(Outline labeling records)
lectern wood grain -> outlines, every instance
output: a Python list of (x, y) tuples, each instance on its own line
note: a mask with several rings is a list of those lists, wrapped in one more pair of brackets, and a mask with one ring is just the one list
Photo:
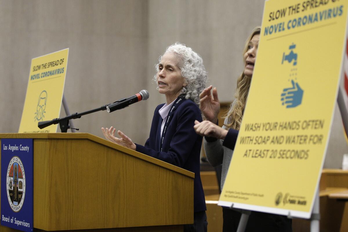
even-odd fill
[(35, 228), (193, 223), (190, 172), (89, 134), (0, 134), (8, 137), (34, 138)]

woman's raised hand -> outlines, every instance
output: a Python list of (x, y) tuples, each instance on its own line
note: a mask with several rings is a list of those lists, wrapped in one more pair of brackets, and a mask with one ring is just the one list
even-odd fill
[(216, 123), (217, 114), (220, 111), (220, 102), (217, 98), (216, 87), (213, 89), (212, 95), (210, 92), (213, 86), (210, 86), (199, 95), (199, 109), (207, 120)]
[(208, 121), (204, 121), (201, 122), (196, 120), (195, 121), (193, 128), (196, 133), (201, 136), (214, 137), (221, 139), (224, 139), (228, 131)]
[(116, 131), (116, 129), (114, 128), (113, 127), (111, 127), (110, 129), (108, 128), (104, 129), (104, 127), (102, 127), (102, 131), (103, 131), (103, 134), (104, 134), (105, 138), (110, 142), (114, 143), (116, 144), (123, 146), (132, 150), (135, 150), (136, 145), (132, 142), (132, 139), (123, 134), (120, 130), (118, 131), (117, 134), (121, 137), (121, 138), (115, 137), (115, 132)]

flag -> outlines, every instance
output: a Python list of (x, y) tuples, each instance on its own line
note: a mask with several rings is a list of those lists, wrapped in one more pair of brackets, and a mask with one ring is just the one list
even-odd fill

GIVEN EXERCISE:
Copy word for word the lines starting with the line containing "flag -> outlines, every instance" and going on through the end of the records.

CORRECT ANSWER:
flag -> outlines, every instance
output: a Python list of (x, y) tuples, each instance on its own line
note: a mask with several rings is a list of those lists, wrapped in one more pair of brackets, and a mask with one ring is just the one list
even-odd fill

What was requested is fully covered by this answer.